* DATA EXCERPTS:
— START —
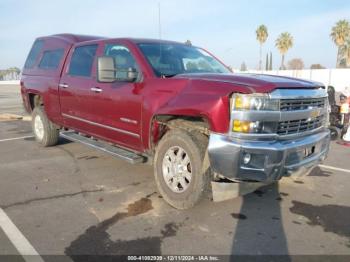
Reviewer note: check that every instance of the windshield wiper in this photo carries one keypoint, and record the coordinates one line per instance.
(167, 76)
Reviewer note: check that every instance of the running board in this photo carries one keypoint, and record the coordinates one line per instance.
(115, 151)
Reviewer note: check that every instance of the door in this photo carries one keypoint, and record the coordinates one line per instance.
(117, 105)
(75, 88)
(110, 111)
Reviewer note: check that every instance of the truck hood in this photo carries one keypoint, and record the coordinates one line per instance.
(256, 83)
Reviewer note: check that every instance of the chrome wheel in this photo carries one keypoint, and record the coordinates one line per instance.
(39, 127)
(177, 169)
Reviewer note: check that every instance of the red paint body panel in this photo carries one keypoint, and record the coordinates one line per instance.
(128, 109)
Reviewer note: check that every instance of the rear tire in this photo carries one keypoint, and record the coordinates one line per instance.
(44, 130)
(178, 168)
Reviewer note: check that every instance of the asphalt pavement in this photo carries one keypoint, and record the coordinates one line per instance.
(71, 199)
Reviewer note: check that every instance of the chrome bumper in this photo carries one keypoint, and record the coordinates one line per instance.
(270, 160)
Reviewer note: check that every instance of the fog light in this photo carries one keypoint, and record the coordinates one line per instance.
(246, 158)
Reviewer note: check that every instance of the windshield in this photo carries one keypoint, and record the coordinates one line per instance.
(171, 59)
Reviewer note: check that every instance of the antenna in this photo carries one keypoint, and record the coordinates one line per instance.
(159, 23)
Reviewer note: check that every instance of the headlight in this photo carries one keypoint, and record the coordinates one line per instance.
(254, 102)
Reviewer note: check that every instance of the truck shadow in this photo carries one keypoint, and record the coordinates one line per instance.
(259, 228)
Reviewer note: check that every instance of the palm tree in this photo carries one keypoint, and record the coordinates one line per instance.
(345, 51)
(261, 36)
(340, 32)
(283, 43)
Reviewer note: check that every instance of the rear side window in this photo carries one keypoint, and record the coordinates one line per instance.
(34, 54)
(51, 59)
(82, 60)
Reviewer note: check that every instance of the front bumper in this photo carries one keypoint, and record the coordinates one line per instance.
(270, 160)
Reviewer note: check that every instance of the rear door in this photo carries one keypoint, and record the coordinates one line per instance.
(78, 78)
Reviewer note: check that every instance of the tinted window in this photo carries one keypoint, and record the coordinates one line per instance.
(82, 60)
(34, 53)
(123, 59)
(51, 59)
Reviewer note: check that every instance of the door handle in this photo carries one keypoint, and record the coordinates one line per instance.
(96, 89)
(64, 85)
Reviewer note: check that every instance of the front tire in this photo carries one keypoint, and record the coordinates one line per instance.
(44, 130)
(178, 168)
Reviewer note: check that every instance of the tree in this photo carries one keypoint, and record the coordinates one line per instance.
(345, 51)
(243, 67)
(261, 36)
(340, 32)
(296, 64)
(317, 66)
(283, 43)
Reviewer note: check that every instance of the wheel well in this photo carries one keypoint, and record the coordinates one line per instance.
(35, 100)
(163, 123)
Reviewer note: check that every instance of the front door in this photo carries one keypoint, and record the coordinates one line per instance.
(111, 111)
(117, 105)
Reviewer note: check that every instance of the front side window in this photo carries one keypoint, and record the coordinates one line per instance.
(123, 59)
(171, 59)
(51, 59)
(82, 60)
(34, 54)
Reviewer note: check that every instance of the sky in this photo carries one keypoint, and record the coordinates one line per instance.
(224, 27)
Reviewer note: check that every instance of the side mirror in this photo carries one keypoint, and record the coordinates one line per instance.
(132, 74)
(106, 69)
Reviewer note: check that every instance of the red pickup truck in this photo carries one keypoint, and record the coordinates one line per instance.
(176, 106)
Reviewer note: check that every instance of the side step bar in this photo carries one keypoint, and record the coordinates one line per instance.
(115, 151)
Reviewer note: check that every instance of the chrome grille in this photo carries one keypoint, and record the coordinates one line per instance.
(301, 104)
(299, 126)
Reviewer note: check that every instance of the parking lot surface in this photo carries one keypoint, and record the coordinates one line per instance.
(70, 199)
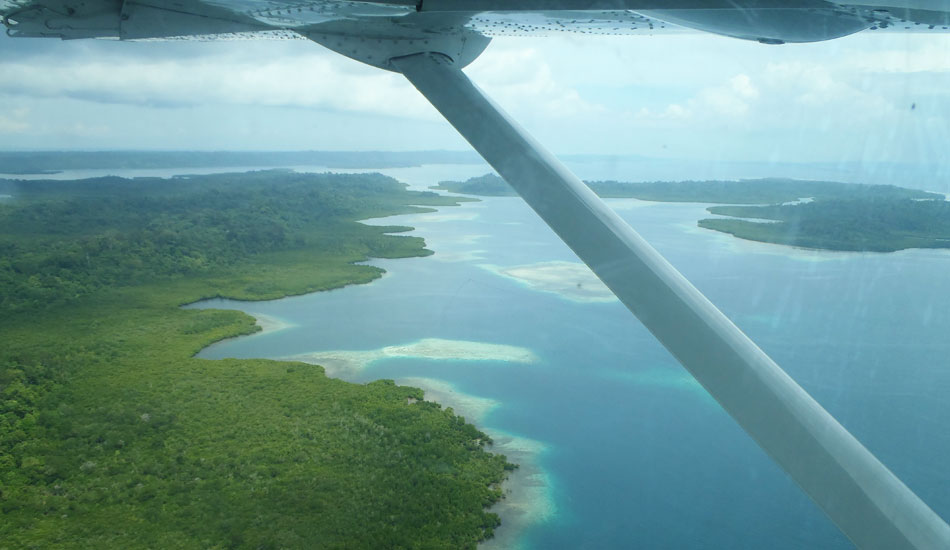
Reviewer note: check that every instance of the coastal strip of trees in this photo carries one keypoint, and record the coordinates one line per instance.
(832, 216)
(113, 435)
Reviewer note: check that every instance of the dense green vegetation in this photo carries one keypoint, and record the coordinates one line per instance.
(758, 191)
(43, 162)
(112, 435)
(840, 216)
(879, 225)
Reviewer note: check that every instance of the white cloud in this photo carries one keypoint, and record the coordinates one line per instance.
(316, 80)
(14, 121)
(521, 79)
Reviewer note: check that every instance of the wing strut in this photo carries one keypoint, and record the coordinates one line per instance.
(866, 501)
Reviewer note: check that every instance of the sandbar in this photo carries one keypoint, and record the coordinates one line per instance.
(570, 280)
(528, 492)
(346, 363)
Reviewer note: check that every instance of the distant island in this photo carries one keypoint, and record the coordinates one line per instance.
(810, 214)
(51, 162)
(114, 435)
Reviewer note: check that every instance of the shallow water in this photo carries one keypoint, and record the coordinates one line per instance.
(630, 451)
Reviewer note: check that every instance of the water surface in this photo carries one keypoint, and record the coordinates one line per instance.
(632, 451)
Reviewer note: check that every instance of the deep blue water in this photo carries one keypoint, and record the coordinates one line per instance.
(637, 455)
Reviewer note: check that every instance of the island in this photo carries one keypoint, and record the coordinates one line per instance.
(809, 214)
(113, 435)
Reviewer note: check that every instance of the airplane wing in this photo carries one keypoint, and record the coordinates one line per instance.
(429, 41)
(768, 21)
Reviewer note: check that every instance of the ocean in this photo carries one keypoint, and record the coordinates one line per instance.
(620, 447)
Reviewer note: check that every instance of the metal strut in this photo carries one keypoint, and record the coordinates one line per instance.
— END —
* THE EXERCISE: Each record should be quoted exactly, with the images omitted.

* RESULT OF THE TASK:
Reviewer note: check that every instance of the windshield wiper in this photo carries one keypoint, and record the coordinates one line per instance.
(167, 76)
Reviewer note: check that every instance of the running board in this photo carries one keypoint, and record the coordinates one line per instance.
(115, 151)
Reviewer note: check that every instance of the door in this photo carries one keypoint, and record the coordinates one line per instance.
(117, 105)
(75, 88)
(110, 111)
Reviewer note: check that every instance of the truck hood in this photo carries one keypoint, and record the coordinates one line per instance.
(256, 83)
Reviewer note: check that every instance of the chrome wheel in this photo carries one keypoint, and record the coordinates one line per instance.
(39, 127)
(177, 169)
Reviewer note: check that every instance of the red paint body panel in this photo carries one keypoint, and record the coordinates one line per instance.
(128, 109)
Reviewer note: check that every instance of the rear tire in this photo carries one keypoint, and record the coordinates one line per instance.
(44, 130)
(178, 168)
Reviewer note: check that every instance of the asphalt pavement in this photo carries one keypoint, and record the coordinates one line per instance.
(71, 199)
Reviewer note: check that every instance of the chrome bumper in this photo carries one keypoint, and record the coordinates one line per instance.
(270, 160)
Reviewer note: check that every instance of the fog light in this photo carries one keypoint, and record the coordinates one line per instance.
(246, 158)
Reviewer note: check that every instance of the windshield in this photo carries one keypoint, and record the coordinates one line per instance.
(171, 59)
Reviewer note: check that every instance of the antenna in this photo carries one keypoint, and record the coordinates one line per instance.
(159, 23)
Reviewer note: check that every instance of the headlight in this photo carries one keypoint, and record the coordinates one line per instance.
(254, 102)
Reviewer note: check that every instance of the truck shadow in this photo carries one keypoint, and record the coordinates one line per instance.
(259, 228)
Reviewer note: check that every instance of the palm tree in this photo carries one keypoint, and record the coordinates one line per instance.
(345, 51)
(261, 36)
(340, 32)
(283, 43)
Reviewer note: check that every instance of the rear side window in this photo carries one keypoint, and record the coordinates one line per instance.
(34, 54)
(51, 59)
(82, 60)
Reviewer note: check that every instance of the front bumper in this photo carries one keypoint, and record the coordinates one line per instance.
(270, 160)
Reviewer note: check that every instance of the rear door in this photo carries one keypoint, and record the coordinates one line per instance.
(78, 78)
Reviewer note: check that every instance of the tinted window in this photo carries one keypoint, and record the coordinates one line per instance.
(82, 60)
(34, 53)
(123, 59)
(51, 59)
Reviewer note: check that every instance of the door handle in this photo carries one keypoint, and record the coordinates one line per instance.
(96, 89)
(64, 85)
Reviewer note: check that every instance of the front tire in this photo carries one keypoint, and record the coordinates one line per instance.
(44, 130)
(178, 168)
Reviewer note: check that every instance of the tree in this photo carries one keypoint, and record the coordinates one line per instance.
(345, 51)
(243, 67)
(261, 36)
(340, 32)
(296, 64)
(317, 66)
(283, 43)
Reviewer note: check that every instance of the wheel well in this photo carries one keypoint, and record the coordinates one line per instance.
(35, 100)
(163, 123)
Reviewer note: check that every instance of the front door in this photo carries one keypoint, and record the coordinates one line per instance.
(111, 111)
(117, 105)
Reviewer note: check that every instance of the front side window in this photo carries one keypoint, and record the coordinates one line per instance.
(123, 59)
(171, 59)
(51, 59)
(82, 60)
(34, 54)
Reviewer note: check that every instance of the sky in this photo carries one keypoint, and record the coordinates one line per instance.
(224, 27)
Reviewer note: check that every instance of the side mirror in this photo carries one keypoint, and record the coordinates one line per instance.
(132, 74)
(106, 69)
Reviewer note: check that every instance of the red pickup truck in this photo carries one keypoint, and record the coordinates one line per instance.
(176, 106)
Reviewer note: check that every instance of the side step bar in this photo carries one keypoint, and record the coordinates one line per instance.
(115, 151)
Reviewer note: check that every instance of the chrome grille in this photo carries one keypoint, and record the coordinates one line per instance.
(301, 104)
(299, 126)
Reviewer note: check that every instance of the parking lot surface in this photo carries one keypoint, and record the coordinates one line per instance.
(70, 199)
Reviewer note: check that every instance of the coastal strip of trees in this photo carries one keypoint, and record the coordinates one line per instance.
(832, 216)
(113, 435)
Reviewer note: check that every instance of the dense green vegetation in this photo carries one keypoint, and record the coordinates one line per instance.
(758, 191)
(43, 162)
(112, 435)
(840, 216)
(879, 225)
Reviewer note: check that every instance of the white cloud in this photo carries one keypoint, and record the coordinates one line per instance.
(316, 80)
(14, 121)
(521, 79)
Reviewer note: check that every instance of the wing strut in this photo carries one keypoint, and record the coordinates one line per instance.
(866, 501)
Reviewer note: check that every instance of the sandbar in this photo carries one keypoint, and record the coordinates one line per instance.
(570, 280)
(528, 492)
(346, 363)
Reviewer note: check that every instance of the distant island in this photo carries one keypoint, and record the coordinates one line per instance.
(810, 214)
(51, 162)
(114, 435)
Reviewer note: check that every instance of the shallow water in this photo carries one keypoint, and record the coordinates one line per instance.
(630, 451)
Reviewer note: check that every instance of the water surface in this photo carries one keypoint, and record the coordinates one line per instance.
(632, 451)
Reviewer note: check that every instance of the deep blue water in this photo carries one keypoint, and record the coordinates one line per instance.
(637, 455)
Reviewer note: check that every instance of the island in this photo carries one keypoint, and record the coordinates one line per instance.
(809, 214)
(113, 435)
Reviewer note: check that every instance of the airplane wing in this photo carries one keypoint, and record the coordinates one line per instance.
(429, 41)
(768, 21)
Reviewer note: check that every instance of the ocean in this photo carries one keypoint, and record the coordinates one line per instance.
(620, 447)
Reviewer note: check that every instance of the metal strut in this photo carries one keypoint, and record the coordinates one line per instance.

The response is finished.